───── MATERIAL DE TRABAJO ─────
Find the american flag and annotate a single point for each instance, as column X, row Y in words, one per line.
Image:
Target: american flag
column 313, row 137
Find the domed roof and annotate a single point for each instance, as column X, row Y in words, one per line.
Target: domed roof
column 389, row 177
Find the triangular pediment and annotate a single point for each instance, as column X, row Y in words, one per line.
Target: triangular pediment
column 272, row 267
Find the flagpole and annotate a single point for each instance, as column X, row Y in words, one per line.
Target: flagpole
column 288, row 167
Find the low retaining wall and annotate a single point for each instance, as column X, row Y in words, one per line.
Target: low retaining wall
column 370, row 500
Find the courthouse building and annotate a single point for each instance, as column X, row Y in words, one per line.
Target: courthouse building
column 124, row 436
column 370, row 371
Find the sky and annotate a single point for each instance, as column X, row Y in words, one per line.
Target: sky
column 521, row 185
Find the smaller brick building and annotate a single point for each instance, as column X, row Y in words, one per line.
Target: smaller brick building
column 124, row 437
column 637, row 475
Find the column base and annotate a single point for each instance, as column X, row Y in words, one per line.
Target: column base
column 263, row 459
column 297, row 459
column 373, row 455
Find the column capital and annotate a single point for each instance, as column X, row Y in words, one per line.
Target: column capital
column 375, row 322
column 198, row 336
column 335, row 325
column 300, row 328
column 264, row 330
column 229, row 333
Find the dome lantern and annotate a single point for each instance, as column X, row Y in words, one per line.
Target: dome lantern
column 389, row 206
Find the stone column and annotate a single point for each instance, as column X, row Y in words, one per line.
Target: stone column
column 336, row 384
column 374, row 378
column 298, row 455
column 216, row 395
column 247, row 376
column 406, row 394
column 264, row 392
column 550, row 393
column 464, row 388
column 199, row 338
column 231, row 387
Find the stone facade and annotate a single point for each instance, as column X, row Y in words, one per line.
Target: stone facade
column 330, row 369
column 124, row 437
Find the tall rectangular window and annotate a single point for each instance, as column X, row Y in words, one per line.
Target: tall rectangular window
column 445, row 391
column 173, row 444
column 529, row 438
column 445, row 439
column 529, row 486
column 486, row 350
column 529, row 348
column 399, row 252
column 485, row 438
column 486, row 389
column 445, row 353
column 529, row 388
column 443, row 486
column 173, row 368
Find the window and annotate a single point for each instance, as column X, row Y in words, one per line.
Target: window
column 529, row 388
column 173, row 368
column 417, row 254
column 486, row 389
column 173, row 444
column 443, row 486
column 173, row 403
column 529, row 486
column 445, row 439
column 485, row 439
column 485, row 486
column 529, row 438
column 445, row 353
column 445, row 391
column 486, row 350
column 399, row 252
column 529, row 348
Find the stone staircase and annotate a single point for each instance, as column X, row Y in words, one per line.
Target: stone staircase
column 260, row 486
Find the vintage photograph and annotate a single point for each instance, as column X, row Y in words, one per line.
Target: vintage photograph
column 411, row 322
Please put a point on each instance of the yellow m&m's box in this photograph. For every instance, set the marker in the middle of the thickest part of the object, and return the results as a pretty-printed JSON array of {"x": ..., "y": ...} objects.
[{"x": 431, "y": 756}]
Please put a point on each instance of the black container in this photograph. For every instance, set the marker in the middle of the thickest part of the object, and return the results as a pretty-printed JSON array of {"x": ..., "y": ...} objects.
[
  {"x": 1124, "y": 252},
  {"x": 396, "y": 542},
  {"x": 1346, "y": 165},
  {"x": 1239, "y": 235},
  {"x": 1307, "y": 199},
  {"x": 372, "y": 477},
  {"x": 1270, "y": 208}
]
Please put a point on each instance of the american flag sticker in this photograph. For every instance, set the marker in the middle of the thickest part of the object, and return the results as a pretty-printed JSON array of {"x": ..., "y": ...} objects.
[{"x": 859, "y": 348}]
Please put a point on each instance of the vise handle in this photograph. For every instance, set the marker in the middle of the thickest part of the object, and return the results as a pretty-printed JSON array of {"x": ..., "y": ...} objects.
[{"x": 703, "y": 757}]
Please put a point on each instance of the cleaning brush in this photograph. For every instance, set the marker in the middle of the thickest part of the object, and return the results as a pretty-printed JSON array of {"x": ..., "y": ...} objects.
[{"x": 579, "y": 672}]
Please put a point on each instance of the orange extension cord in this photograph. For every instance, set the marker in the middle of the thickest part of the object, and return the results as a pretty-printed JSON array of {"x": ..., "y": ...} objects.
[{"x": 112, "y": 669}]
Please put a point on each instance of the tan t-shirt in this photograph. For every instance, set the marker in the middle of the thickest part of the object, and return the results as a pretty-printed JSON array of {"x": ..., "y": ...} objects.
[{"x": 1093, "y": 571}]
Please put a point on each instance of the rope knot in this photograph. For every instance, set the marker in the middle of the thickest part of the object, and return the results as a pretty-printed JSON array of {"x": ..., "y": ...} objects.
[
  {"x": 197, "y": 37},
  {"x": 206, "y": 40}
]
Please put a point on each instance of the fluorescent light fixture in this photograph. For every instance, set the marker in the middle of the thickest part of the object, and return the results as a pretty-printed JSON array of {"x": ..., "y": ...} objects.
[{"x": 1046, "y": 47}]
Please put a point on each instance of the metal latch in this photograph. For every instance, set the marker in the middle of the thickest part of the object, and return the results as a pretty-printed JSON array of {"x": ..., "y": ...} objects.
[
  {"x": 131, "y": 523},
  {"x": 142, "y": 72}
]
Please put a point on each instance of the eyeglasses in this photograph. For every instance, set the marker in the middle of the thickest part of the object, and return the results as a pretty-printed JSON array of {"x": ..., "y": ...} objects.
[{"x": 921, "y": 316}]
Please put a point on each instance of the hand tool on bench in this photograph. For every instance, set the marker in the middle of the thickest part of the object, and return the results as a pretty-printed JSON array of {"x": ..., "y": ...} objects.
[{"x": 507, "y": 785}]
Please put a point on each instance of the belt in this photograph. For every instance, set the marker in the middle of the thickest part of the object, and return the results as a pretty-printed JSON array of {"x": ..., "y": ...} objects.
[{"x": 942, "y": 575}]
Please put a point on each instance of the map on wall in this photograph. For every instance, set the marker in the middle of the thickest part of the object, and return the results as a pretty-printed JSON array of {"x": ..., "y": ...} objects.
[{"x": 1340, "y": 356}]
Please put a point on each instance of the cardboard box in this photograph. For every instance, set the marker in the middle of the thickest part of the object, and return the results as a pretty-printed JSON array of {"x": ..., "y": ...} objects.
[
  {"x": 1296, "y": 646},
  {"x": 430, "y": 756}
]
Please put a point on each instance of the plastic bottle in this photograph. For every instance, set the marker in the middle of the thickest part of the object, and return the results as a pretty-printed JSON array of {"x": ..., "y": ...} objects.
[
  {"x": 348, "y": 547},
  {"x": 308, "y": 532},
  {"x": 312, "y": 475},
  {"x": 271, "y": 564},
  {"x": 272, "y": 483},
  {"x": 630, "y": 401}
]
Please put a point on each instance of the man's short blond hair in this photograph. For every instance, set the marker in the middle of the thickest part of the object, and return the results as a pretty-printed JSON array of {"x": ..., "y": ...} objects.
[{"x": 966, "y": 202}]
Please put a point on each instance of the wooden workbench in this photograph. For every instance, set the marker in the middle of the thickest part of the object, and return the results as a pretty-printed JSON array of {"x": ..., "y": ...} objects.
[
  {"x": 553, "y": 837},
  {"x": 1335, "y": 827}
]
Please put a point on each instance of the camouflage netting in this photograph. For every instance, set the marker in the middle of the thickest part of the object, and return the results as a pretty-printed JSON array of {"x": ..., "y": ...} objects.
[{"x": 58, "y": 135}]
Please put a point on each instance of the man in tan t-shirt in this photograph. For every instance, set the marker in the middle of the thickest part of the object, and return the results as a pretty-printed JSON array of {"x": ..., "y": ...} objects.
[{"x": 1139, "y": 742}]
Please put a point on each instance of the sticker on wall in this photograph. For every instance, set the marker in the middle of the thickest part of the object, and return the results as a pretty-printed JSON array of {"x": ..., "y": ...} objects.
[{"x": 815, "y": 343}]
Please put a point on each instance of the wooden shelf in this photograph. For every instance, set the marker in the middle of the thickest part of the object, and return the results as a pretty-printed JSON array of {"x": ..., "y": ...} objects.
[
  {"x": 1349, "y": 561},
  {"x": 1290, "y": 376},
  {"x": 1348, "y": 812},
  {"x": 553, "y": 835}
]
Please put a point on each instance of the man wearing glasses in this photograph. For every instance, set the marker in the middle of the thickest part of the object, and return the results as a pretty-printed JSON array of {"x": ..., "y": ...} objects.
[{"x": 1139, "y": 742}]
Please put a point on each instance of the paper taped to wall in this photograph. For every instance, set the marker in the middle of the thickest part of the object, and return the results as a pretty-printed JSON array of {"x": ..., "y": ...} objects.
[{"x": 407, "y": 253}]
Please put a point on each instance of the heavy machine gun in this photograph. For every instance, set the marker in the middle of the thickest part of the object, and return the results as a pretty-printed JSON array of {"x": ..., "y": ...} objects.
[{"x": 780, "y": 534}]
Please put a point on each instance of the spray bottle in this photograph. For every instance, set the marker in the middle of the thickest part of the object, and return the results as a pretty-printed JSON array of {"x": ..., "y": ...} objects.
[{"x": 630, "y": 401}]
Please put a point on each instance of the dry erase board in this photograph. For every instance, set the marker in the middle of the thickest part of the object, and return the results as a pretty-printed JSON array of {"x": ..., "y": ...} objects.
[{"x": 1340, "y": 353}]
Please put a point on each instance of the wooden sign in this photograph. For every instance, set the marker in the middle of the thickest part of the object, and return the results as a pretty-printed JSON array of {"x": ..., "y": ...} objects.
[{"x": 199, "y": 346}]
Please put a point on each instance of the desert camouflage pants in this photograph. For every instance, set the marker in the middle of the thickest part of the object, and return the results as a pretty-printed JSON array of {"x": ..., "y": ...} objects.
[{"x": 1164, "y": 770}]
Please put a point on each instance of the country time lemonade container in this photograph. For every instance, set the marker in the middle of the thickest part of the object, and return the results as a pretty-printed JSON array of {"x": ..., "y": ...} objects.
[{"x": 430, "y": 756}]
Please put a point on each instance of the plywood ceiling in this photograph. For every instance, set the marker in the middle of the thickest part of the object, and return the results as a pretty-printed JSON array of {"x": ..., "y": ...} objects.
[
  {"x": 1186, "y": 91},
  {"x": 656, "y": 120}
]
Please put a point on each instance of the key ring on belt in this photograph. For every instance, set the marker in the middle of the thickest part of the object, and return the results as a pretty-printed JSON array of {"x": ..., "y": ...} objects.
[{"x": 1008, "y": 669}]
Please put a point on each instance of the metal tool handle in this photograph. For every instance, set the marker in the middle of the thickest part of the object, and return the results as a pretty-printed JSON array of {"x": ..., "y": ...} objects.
─────
(QUÉ HACER) Copia tal cual las líneas que van desde el comienzo hasta la línea que contiene "column 272, row 267", incluida esta.

(SOLUCIÓN ESCRITA)
Find the american flag and annotate a single point for each instance, as column X, row Y in words, one per line.
Image:
Target: american flag
column 313, row 137
Find the domed roof and annotate a single point for each instance, as column X, row Y in words, one per line.
Target: domed roof
column 389, row 177
Find the triangular pediment and annotate a single point for each instance, as column X, row Y in words, one per line.
Target: triangular pediment
column 272, row 267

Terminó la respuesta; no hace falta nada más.